_READING TEXT_
- Born: Zachary Christian Justice September 4, 1995 (age 30) Las Vegas, Nevada, U.S.
- Education: Brantley County High School LaGrange College
- Occupations: Online personality; influencer; actor; writer;
- Years active: 2015–present

TikTok information
- Page: Zach Justice;
- Followers: 5.7 million

YouTube information
- Channel: Zach Justice;
- Genres: vlog; comedy;
- Views: 933 million

= Zach Justice =

American actor and comedian (born 1995)

Zachary Christian Justice (born September 4, 1995) is an American actor, comedian, writer, and media personality. He is known for co-founding Dropouts University Studios, an indie media production company focused heavily on podcasting and sketch comedy.

== Early life and education ==
Zachary Christian Justice was born on September 4, 1995 in Las Vegas, Nevada to Joseph Justice, a United States Air Force colonel, and Gina Thornton, a school guidance counselor. His father left when he was young and he was raised by his mother in South Georgia, primarily Brunswick.

He attended St. Mary on the Hill Catholic School in Augusta and later Brantley County High School, where he played tennis. He was a region champion three times and was an honor student, becoming a member of the National Junior Honor Society. He attended LaGrange College, where he played tennis for a year before leaving to pursue his career. He worked at an Outback Steakhouse in the Atlanta area for a short time after leaving college.

== Career ==
Justice began his acting career in 2015 when he appeared in the film Dead of Night as Donnie Harris.

In June 2020, he co-founded Dropouts University Studios, a media production company, alongside Indiana Massara and Jared Bailey. The company focuses on creator-driven content, particularly podcasts and sketch comedy. The Dropouts podcast, produced by the studio, have hosted LaurDIY, Tana Mongeau, Manny MUA, Laura Lee, Sam and Colby, amongst many others. He is managed by Fixated, which is partnered with Eldridge Industries.

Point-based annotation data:
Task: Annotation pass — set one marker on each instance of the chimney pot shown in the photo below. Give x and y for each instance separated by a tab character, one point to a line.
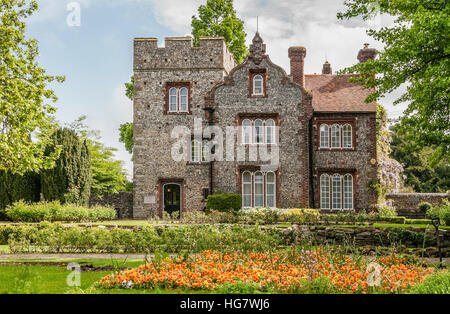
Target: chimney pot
327	68
297	56
367	53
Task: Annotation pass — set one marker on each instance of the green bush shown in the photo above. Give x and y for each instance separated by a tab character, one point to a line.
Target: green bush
55	238
70	180
224	202
54	211
418	221
15	187
386	211
424	207
436	284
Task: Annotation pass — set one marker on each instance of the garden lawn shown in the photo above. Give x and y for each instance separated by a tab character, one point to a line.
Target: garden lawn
25	279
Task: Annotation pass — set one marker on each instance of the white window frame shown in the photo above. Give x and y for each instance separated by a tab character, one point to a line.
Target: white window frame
185	98
270	127
257	134
244	183
336	192
173	89
258	78
254	188
274	195
196	146
347	139
247	130
336	134
324	136
348	194
325	194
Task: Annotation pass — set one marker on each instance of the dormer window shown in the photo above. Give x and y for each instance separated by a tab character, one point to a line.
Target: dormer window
258	85
177	98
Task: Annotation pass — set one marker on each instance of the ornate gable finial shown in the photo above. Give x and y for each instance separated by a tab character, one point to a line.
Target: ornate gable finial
257	49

_DIRECTION 1_
Name every school the Zach Justice article says he attended.
_DIRECTION 2_
From the Zach Justice article, return the passage that starts at "He attended St." and continues up to and including "as Donnie Harris.".
_DIRECTION 3_
Turn the paragraph of the Zach Justice article beginning "In June 2020, he co-founded" into a bulleted list that keeps its main facts.

_SOLUTION 1_
St. Mary on the Hill Catholic School, Brantley County High School, LaGrange College

_SOLUTION 2_
He attended St. Mary on the Hill Catholic School in Augusta and later Brantley County High School, where he played tennis. He was a region champion three times and was an honor student, becoming a member of the National Junior Honor Society. He attended LaGrange College, where he played tennis for a year before leaving to pursue his career. He worked at an Outback Steakhouse in the Atlanta area for a short time after leaving college.

== Career ==
Justice began his acting career in 2015 when he appeared in the film Dead of Night as Donnie Harris.

_SOLUTION 3_
- Co-founded Dropouts University Studios, a media production company, in June 2020 with Indiana Massara and Jared Bailey.
- The company focuses on creator-driven content, especially podcasts and sketch comedy.
- Its Dropouts podcast has hosted LaurDIY, Tana Mongeau, Manny MUA, Laura Lee, and Sam and Colby, among many others.
- He is managed by Fixated, which is partnered with Eldridge Industries.